Task to carry out | In the blog excerpt about Beatles covers below, how many years ago does the writer say the group broke up?

Source extract |
= = = = = = =

I haven’t listened to this yet, and may never, but it seems odd that Wayne Coyne would do it. He is a good front man in a carnival barker sort of way, but his singing voice isn’t great. He does himself no favors by inviting direct comparison to Lennon and McCartney. As with most Fab covers projects, I have little interest. The upcoming Macca tribute seems like it might be more worthwhile than this mess, though. Another quick point about Sgt Pep vs. modern music: the Beatles records had actual dynamics and a sense of space. It wasn’t all dense and super-saturated. Some of it was, but the Beatles psych stuff was actually kind of minimal, mostly just piano, bass and drums with some acoustic and maybe a guitar solo and some string parts, maybe. Food for thought.
Not popular to say, but I think it’s time to acknowledge that pop music isn’t attracting top-level creative people anymore. Yes, there are a few geniuses, but in general the aggregate brainpower of the people doing this kind of art has steadily decreased since the Beatle era. That’s why this blog is about a group that broke up 44 years ago.

= = = = = = =

Material supplied |
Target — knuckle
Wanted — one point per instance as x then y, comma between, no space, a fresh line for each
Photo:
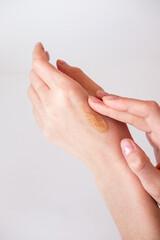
37,63
31,74
138,163
76,70
156,192
153,106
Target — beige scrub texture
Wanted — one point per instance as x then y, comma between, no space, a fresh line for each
96,121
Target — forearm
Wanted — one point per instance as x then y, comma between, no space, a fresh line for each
135,213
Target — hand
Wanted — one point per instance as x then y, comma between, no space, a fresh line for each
60,106
144,115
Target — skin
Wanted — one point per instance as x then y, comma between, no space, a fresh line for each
58,97
144,115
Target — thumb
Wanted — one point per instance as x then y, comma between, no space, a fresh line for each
79,76
140,164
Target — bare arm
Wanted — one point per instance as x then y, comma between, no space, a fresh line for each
62,112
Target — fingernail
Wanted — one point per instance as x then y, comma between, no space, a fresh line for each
110,97
94,99
62,62
127,147
102,93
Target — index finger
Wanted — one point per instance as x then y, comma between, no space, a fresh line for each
46,71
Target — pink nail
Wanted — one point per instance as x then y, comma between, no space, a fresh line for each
110,97
102,93
62,62
127,147
94,99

= = = = = = =

Final result | 44 years ago.